= Entries on locating named things =
....

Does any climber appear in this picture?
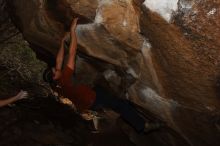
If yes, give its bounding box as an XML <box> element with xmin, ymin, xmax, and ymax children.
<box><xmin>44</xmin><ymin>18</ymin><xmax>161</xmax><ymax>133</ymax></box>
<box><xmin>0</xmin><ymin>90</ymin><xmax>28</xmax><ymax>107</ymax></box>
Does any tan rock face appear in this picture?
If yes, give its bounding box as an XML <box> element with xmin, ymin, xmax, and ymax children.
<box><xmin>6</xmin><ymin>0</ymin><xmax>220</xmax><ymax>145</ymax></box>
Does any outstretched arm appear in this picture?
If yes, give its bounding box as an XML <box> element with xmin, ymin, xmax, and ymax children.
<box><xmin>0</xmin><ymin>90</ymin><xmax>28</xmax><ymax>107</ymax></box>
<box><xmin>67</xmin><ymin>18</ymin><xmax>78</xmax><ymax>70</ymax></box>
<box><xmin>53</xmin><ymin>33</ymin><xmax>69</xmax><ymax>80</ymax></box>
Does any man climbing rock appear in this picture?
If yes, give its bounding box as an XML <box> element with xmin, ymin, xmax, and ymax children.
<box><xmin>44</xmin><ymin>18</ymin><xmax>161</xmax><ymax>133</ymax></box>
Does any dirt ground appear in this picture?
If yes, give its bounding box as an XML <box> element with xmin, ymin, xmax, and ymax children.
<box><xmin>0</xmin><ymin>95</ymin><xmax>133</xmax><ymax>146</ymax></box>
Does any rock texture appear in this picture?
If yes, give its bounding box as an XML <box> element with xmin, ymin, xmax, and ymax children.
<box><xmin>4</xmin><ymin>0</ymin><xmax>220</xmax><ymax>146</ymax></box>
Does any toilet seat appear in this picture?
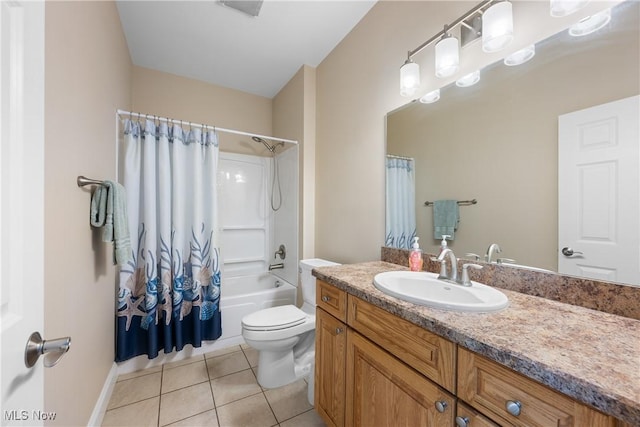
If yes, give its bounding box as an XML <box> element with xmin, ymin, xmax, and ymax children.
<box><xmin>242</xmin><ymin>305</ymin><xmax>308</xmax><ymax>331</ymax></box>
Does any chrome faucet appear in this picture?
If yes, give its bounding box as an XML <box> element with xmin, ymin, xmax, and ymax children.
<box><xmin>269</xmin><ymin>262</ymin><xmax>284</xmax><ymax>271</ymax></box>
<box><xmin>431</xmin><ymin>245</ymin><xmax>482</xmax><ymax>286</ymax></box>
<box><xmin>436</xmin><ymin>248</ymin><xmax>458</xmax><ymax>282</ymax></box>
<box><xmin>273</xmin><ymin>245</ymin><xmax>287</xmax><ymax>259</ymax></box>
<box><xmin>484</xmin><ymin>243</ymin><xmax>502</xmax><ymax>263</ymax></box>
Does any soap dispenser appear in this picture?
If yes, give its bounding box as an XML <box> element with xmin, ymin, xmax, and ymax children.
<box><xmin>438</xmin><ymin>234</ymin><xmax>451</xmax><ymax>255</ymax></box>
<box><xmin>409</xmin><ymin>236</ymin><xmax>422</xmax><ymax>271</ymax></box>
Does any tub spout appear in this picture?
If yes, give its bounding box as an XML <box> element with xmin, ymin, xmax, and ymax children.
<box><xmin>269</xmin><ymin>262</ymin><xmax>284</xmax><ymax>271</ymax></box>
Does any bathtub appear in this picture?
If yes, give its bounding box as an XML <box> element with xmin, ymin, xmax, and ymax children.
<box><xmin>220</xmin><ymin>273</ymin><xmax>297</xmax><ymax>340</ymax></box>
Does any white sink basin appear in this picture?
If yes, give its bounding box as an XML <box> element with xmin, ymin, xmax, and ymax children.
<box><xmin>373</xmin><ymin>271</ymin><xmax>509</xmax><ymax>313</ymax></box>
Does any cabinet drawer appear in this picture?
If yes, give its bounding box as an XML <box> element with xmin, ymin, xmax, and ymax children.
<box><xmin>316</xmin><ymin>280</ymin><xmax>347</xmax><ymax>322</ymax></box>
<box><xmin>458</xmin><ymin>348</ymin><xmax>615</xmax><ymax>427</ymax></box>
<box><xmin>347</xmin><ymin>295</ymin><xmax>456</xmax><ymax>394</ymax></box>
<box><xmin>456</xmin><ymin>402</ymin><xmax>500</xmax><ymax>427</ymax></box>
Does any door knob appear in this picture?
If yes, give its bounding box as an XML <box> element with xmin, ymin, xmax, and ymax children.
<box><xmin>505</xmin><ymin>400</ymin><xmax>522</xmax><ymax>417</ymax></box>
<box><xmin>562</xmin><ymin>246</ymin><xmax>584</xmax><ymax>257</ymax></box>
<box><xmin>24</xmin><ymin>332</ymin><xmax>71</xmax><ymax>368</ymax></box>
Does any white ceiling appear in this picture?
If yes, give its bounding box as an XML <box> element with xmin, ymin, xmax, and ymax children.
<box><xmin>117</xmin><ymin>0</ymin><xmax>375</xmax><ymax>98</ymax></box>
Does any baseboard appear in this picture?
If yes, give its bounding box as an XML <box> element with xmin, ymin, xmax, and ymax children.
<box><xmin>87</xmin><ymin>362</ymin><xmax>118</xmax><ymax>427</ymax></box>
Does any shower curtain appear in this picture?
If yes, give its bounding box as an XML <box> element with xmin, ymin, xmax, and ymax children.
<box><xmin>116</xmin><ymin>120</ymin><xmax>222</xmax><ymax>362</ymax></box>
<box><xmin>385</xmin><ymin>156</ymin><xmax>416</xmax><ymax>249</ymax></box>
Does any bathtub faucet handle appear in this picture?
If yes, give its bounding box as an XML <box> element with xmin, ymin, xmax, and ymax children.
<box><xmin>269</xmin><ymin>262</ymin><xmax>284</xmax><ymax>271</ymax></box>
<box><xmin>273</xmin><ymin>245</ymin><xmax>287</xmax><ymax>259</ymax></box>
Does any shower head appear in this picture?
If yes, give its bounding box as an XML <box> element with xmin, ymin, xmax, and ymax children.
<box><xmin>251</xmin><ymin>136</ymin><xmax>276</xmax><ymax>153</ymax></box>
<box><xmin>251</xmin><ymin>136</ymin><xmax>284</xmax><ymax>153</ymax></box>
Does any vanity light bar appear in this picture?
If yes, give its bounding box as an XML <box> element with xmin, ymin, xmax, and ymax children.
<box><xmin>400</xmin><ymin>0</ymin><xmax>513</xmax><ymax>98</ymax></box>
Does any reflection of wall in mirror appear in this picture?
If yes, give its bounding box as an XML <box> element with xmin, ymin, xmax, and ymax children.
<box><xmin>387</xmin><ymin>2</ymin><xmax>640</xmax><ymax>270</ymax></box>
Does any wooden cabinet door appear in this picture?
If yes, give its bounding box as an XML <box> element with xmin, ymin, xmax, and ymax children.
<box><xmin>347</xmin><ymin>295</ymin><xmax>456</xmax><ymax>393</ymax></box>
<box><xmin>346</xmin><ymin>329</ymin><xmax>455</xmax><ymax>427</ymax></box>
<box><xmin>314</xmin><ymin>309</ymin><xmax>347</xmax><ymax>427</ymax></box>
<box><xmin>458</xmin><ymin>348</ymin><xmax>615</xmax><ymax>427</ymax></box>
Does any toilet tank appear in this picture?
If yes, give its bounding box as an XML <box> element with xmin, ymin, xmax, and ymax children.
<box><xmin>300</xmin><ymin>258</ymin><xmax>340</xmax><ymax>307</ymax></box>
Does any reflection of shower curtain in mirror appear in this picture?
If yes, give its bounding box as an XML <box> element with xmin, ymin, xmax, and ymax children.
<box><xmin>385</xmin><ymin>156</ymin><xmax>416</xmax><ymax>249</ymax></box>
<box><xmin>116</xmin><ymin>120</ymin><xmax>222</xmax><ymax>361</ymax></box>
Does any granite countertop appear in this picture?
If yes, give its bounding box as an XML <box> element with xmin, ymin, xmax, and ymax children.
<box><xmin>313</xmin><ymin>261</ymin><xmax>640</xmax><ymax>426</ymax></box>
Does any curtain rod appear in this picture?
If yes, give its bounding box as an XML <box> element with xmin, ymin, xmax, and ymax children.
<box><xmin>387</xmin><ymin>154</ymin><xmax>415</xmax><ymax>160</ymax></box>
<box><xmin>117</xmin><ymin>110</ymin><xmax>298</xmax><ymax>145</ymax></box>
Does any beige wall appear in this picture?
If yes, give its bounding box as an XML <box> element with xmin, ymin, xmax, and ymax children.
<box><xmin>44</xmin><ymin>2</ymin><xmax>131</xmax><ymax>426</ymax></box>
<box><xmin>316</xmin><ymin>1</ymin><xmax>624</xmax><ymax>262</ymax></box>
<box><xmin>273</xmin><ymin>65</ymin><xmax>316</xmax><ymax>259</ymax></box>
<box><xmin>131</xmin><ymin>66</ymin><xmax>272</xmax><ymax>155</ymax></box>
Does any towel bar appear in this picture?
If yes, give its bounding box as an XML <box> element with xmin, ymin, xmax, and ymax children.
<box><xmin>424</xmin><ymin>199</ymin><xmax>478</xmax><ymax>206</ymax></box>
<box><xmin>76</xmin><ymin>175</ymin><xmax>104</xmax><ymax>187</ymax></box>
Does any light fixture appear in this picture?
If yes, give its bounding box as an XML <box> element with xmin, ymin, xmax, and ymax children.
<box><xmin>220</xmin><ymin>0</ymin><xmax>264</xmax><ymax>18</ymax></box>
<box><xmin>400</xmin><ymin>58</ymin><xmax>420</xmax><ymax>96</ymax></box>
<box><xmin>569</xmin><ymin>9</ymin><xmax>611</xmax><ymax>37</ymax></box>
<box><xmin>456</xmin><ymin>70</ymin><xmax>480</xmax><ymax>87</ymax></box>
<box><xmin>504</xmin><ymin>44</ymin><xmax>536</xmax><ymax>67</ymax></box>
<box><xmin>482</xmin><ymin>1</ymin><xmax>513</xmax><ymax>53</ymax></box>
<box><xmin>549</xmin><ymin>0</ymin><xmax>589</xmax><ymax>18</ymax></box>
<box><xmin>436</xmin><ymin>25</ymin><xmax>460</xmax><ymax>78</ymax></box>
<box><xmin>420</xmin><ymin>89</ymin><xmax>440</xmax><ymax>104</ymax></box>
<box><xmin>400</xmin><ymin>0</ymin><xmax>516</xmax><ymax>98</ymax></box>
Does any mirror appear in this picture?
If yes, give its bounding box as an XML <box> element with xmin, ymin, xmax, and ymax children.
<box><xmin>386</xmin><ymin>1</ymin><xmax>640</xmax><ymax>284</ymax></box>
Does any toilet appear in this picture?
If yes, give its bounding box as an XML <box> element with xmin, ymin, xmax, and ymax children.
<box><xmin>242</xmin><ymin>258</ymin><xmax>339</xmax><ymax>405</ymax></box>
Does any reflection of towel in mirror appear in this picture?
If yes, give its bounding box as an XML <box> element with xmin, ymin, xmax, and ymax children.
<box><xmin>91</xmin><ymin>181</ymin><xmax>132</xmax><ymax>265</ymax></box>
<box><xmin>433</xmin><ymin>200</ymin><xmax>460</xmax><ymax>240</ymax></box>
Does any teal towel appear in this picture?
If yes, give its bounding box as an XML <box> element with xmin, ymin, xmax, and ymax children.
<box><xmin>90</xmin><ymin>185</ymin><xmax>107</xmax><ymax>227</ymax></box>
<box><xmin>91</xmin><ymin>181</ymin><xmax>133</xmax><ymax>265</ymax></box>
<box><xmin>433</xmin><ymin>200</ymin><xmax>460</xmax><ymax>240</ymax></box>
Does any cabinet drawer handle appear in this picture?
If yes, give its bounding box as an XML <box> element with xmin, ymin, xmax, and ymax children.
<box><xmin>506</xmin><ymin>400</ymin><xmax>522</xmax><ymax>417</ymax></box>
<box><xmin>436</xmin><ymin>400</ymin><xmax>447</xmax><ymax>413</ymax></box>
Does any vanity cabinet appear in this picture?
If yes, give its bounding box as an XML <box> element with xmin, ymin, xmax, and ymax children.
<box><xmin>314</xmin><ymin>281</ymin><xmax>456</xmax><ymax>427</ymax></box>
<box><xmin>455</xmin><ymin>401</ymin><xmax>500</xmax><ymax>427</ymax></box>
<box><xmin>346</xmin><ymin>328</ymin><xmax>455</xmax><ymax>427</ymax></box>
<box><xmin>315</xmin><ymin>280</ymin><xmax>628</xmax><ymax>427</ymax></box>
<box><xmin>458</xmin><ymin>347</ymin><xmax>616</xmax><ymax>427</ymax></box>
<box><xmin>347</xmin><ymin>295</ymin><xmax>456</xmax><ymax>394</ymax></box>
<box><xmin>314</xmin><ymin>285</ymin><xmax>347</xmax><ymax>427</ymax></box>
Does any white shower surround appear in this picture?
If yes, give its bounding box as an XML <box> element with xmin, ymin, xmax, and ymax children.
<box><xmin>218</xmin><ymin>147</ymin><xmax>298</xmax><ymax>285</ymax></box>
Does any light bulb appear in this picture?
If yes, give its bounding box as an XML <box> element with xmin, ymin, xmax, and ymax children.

....

= Given exercise =
List every line in the entries above that contains the string "door", matching case exactly.

= Task response =
Does any door knob appear in this picture?
Does any wooden cabinet door appear in this picture?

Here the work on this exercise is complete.